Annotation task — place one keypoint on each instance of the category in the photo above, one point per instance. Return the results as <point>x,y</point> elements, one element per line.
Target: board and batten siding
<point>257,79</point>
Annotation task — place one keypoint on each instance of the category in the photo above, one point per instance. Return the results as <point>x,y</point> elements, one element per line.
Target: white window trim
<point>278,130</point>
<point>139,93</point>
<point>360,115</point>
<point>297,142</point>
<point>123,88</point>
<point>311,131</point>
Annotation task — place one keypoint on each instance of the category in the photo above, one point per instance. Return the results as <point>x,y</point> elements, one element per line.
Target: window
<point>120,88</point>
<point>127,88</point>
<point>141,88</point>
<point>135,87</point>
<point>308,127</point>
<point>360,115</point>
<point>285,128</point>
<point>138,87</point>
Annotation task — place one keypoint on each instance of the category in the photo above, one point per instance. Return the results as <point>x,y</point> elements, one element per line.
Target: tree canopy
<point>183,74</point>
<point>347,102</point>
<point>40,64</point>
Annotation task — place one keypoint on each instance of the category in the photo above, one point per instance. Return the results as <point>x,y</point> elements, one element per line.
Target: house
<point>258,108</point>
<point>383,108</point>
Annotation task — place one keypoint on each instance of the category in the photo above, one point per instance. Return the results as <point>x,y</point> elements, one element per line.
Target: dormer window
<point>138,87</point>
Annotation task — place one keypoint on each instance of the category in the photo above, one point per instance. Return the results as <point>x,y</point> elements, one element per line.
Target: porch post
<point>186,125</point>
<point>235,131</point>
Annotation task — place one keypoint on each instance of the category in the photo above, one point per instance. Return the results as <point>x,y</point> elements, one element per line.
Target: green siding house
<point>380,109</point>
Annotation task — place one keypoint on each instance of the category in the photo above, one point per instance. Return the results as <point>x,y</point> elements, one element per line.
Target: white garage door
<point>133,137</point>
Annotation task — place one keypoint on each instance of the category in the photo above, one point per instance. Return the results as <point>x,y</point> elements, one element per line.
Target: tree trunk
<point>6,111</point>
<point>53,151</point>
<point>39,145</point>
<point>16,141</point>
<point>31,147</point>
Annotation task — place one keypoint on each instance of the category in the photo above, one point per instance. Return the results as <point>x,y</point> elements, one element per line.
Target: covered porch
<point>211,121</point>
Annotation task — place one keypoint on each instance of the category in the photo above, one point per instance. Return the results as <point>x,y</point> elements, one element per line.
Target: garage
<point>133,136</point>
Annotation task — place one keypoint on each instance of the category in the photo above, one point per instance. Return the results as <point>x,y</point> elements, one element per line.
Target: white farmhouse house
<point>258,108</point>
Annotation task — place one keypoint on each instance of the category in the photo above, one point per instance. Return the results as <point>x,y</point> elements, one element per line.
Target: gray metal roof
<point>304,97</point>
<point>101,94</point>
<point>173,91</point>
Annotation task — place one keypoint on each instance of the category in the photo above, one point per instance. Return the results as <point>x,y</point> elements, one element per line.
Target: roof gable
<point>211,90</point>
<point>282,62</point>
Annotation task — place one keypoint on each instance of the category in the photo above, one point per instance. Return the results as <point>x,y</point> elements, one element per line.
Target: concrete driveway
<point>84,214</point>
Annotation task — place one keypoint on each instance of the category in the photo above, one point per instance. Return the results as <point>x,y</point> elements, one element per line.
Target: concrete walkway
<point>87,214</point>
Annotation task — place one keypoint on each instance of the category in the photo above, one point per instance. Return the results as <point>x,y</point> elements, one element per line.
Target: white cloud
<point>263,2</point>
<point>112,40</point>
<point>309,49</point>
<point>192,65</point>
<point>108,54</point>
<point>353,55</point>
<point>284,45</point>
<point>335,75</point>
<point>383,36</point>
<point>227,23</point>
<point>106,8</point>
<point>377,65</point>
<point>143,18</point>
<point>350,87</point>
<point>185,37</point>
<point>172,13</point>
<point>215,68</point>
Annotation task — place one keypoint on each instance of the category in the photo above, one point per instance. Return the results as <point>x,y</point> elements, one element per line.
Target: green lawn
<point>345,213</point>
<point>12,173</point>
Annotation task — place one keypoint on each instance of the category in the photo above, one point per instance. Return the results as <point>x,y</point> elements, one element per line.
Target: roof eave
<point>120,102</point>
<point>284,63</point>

▶ [What the task asks] Repeat the data in full. Nothing may be dropped or altered.

▶ [Written solution]
Annotation task — place one keypoint on each instance of the category in the photo above, one point per instance. Return the results as <point>x,y</point> elements, one element per line.
Target: board and batten siding
<point>257,79</point>
Annotation task — place one keypoint on each instance of the category in the photo above, one point per instance. Return the results as <point>x,y</point> elements, one element per line.
Target: white window trim
<point>278,130</point>
<point>139,93</point>
<point>360,115</point>
<point>297,142</point>
<point>123,88</point>
<point>311,131</point>
Annotation task — place one keypoint on each instance of the category in the photo above, one point per instance. Return the results as <point>x,y</point> elements, one element per line.
Target: window
<point>120,88</point>
<point>127,88</point>
<point>141,88</point>
<point>135,87</point>
<point>308,127</point>
<point>360,115</point>
<point>285,128</point>
<point>138,87</point>
Annotation task — place one keypoint on each instance of the category in the photo above, one point per instance. Return the results as <point>x,y</point> elements, one element per line.
Target: tree canopy
<point>183,74</point>
<point>347,102</point>
<point>40,64</point>
Annotation task — place one keypoint on each instance of the category in the photo above, one point per instance. Return the results as <point>x,y</point> elements, one element per line.
Target: house
<point>258,108</point>
<point>383,108</point>
Annotation task — place one keypoint on each instance of the category in the photo above, one point per instance. Return the results as <point>x,y</point> elements, one element per line.
Target: dormer window
<point>138,87</point>
Annotation task — place one keypoint on each instance of the category in the photo above, one point per instance. Return the results as <point>x,y</point> elements, one element per line.
Target: porch post
<point>186,125</point>
<point>235,131</point>
Annotation task — place one keypoint on each instance of the category in the photo above, one point per instance. Return the results as <point>x,y</point> elements, one element per line.
Target: green siding house
<point>380,109</point>
Annotation task — place one keypoint on each instance of the category in the photo above, one point per instance. Return the results as <point>x,y</point> elements, one element per line.
Target: white garage door
<point>133,137</point>
Annotation task — place one keypoint on each instance of the category in the photo above, one point per instance. Return the results as <point>x,y</point> elements, one element per line.
Target: tree trunk
<point>6,111</point>
<point>53,151</point>
<point>39,145</point>
<point>16,141</point>
<point>31,147</point>
Annotation task — place one keypoint on each instance of the category in the photo above, one point per instance. Return the results as <point>x,y</point> elements, one element per line.
Target: covered porch
<point>211,121</point>
Annotation task — place one keypoint on each instance of the category in the photo above, one point per instance. Return the results as <point>x,y</point> elements, one element per line.
Target: garage
<point>133,136</point>
Annotation task — place one keypoint on each instance of the category in the photo above, one point per instance. Return the results as <point>x,y</point> elements, one element per line.
Target: white farmhouse house
<point>258,108</point>
Annotation task — place one keypoint on each instance of the category in the photo above, one point per instance. Return the results as <point>x,y</point> elements, one element per line.
Target: gray metal roof
<point>304,97</point>
<point>101,94</point>
<point>173,91</point>
Annotation task — place one keypoint on each instance of the category in the photo above, one point per instance. Return the results as <point>x,y</point> elements, one element per line.
Target: roof gable
<point>211,90</point>
<point>282,62</point>
Annotation task — place one keypoint on each instance of the category in the photo above, one point per instance. Return the results as <point>x,y</point> elements, one element per line.
Target: concrete driveway
<point>84,214</point>
Annotation task — place one keypoint on each instance of the category in the photo above, one point per instance. Return the results as <point>x,y</point> elements, one element per line.
Target: concrete walkway
<point>87,214</point>
Annotation task — place one keypoint on each instance of the category in the photo above, one point per instance. Return the results as <point>x,y</point> elements, one element per line.
Target: white cloud
<point>263,2</point>
<point>112,40</point>
<point>309,49</point>
<point>192,65</point>
<point>108,54</point>
<point>353,55</point>
<point>284,45</point>
<point>335,75</point>
<point>383,36</point>
<point>227,23</point>
<point>106,8</point>
<point>377,65</point>
<point>143,18</point>
<point>350,87</point>
<point>185,37</point>
<point>172,13</point>
<point>215,68</point>
Annotation task — place one keypoint on each instance of the category in the photo above, one point per instance. Return the results as <point>x,y</point> elements, one element per line.
Target: green lawn
<point>345,213</point>
<point>12,173</point>
Annotation task — place one keypoint on each instance of the category in the photo above, one point per instance. Return the results as <point>x,y</point> elements, one element per line.
Target: roof eave
<point>120,102</point>
<point>284,63</point>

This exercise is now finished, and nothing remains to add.